# [Page]
━━━━━━━━
Advantages and limitations

Compared to surveys, experiments, focus groups, and personal interviews, netnography can be less obtrusive. It is conducted using observations in a context that is not fabricated by the researcher. Netnography also is less costly and timelier than focus groups and personal interviews.

The limitations of netnography draw from the need for researcher interpretive skill, and the lack of informant identifiers present in the online context that can lead to difficulty generalizing results to groups outside the sample. However, these limitations can be ameliorated somewhat by careful use of convergent data collection methods that bridge offline and online research in a systematic manner, as well as by careful sampling and interpretive approaches (Kozinets 1998, 2002). Researchers wishing to generalize the findings of a netnography of a particular online group to other groups must apply careful evaluations of similarity and consider using multiple methods for research triangulation.[2] Netnography is still a relatively new method, and awaits further development and refinement at the hands of a new generation of Internet-savvy ethnographic researchers. However, several researchers are developing the techniques in social networking sites, virtual worlds, mobile communities, and other novel computer-mediated social domains.
━━━━━━━━
# [Provided data]
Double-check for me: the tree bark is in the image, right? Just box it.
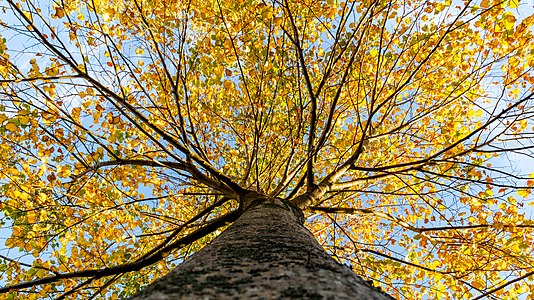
[133,197,393,300]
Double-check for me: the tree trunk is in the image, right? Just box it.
[133,198,393,300]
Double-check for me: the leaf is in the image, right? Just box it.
[5,122,19,132]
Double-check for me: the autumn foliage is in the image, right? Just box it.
[0,0,534,299]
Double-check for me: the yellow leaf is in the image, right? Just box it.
[508,0,519,8]
[517,189,530,198]
[6,122,19,132]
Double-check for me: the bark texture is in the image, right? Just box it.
[133,199,393,300]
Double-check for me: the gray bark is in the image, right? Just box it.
[133,199,393,300]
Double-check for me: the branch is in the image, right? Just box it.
[0,210,240,293]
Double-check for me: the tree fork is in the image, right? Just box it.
[132,192,393,300]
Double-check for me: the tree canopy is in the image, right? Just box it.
[0,0,534,299]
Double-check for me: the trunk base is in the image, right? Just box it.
[133,199,393,300]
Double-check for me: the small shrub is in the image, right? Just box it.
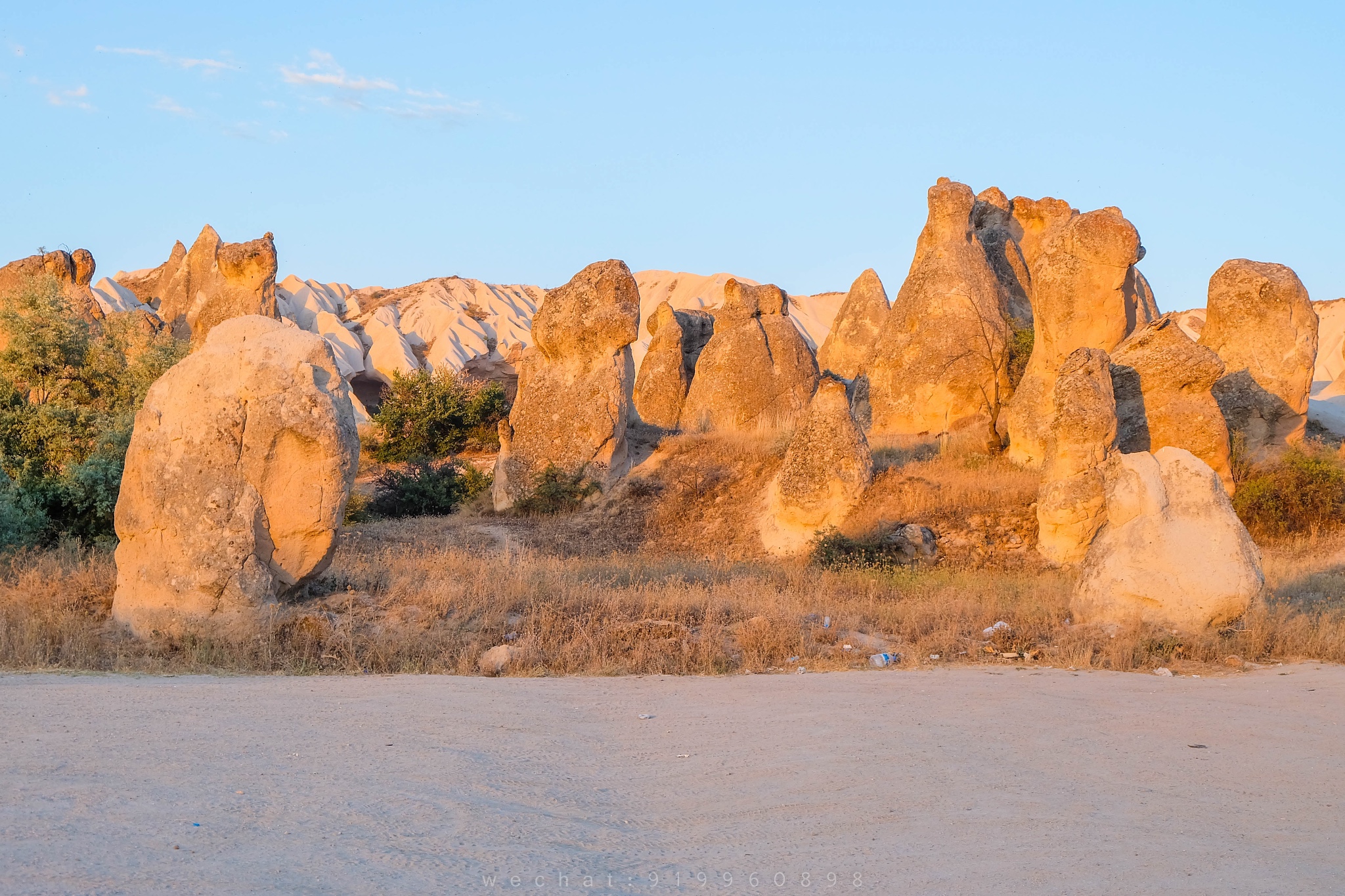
[1233,444,1345,539]
[1009,325,1036,388]
[808,526,910,570]
[368,458,491,521]
[342,492,374,525]
[515,463,603,515]
[371,367,507,463]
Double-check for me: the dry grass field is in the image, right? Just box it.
[0,434,1345,675]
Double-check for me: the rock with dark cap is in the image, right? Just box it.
[491,259,640,511]
[1200,258,1318,462]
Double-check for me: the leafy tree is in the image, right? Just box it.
[0,277,187,545]
[372,367,508,463]
[363,458,491,520]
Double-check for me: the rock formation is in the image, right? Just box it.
[680,278,818,430]
[866,177,1010,447]
[493,261,640,511]
[818,267,891,380]
[631,270,846,371]
[342,277,546,400]
[112,316,359,635]
[1313,298,1345,391]
[1072,447,1264,631]
[635,302,714,430]
[0,249,104,321]
[971,186,1032,326]
[1037,348,1116,565]
[760,376,873,553]
[1172,308,1205,343]
[1010,196,1078,278]
[116,224,277,348]
[1111,314,1233,486]
[1200,258,1317,462]
[1005,205,1157,466]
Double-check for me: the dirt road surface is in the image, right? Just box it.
[0,664,1345,895]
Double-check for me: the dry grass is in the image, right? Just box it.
[0,434,1345,674]
[0,519,1345,674]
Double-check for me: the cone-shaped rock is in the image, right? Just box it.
[112,316,359,634]
[1005,205,1154,466]
[117,224,277,347]
[866,177,1009,435]
[760,376,873,553]
[635,301,714,430]
[971,186,1032,326]
[1113,314,1233,493]
[491,259,640,511]
[1200,258,1317,462]
[1037,348,1116,565]
[680,280,818,430]
[818,267,891,380]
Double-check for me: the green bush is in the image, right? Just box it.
[808,526,910,570]
[514,463,603,515]
[1009,324,1037,388]
[366,458,491,520]
[0,277,187,547]
[371,367,508,463]
[1233,443,1345,539]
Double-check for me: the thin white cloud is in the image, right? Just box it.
[150,96,196,118]
[94,46,242,74]
[280,50,477,119]
[47,85,93,112]
[280,50,397,93]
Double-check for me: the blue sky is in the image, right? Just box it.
[0,1,1345,310]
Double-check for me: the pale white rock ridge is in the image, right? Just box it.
[631,270,846,371]
[90,277,155,314]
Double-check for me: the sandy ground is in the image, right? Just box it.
[0,664,1345,893]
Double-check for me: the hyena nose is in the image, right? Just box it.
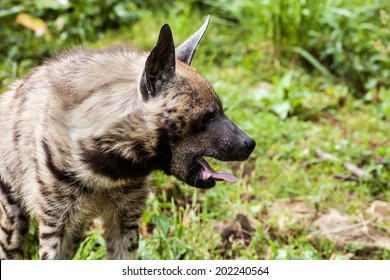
[245,138,256,154]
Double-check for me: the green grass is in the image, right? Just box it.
[0,0,390,259]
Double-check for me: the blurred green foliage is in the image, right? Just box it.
[0,0,390,94]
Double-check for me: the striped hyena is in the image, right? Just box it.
[0,18,255,259]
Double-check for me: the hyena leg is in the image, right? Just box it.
[0,179,28,259]
[39,220,84,260]
[39,194,85,260]
[102,187,148,259]
[103,213,142,260]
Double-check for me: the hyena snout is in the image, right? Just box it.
[216,119,256,161]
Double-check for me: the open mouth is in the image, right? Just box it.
[198,158,238,183]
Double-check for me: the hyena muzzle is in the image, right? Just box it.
[0,17,255,259]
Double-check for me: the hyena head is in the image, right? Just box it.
[139,17,256,188]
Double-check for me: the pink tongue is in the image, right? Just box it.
[198,158,238,183]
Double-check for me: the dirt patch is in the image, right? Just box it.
[267,199,390,255]
[214,214,255,257]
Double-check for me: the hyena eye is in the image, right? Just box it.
[202,112,215,124]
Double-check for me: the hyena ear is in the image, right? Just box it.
[176,16,210,65]
[140,24,176,101]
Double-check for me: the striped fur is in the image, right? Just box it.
[0,17,254,259]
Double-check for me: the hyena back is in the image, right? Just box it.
━━━━━━━━
# [Written exercise 1]
In the text on netnography, which two research methods is netnography described as less costly and timelier than?
# [Written exercise 2]
Transcribe everything in the text on netnography from "Compared to surveys, experiments, focus" down to "and personal interviews.".

# [Exercise answer 1]
Focus groups and personal interviews.

# [Exercise answer 2]
Compared to surveys, experiments, focus groups, and personal interviews, netnography can be less obtrusive. It is conducted using observations in a context that is not fabricated by the researcher. Netnography also is less costly and timelier than focus groups and personal interviews.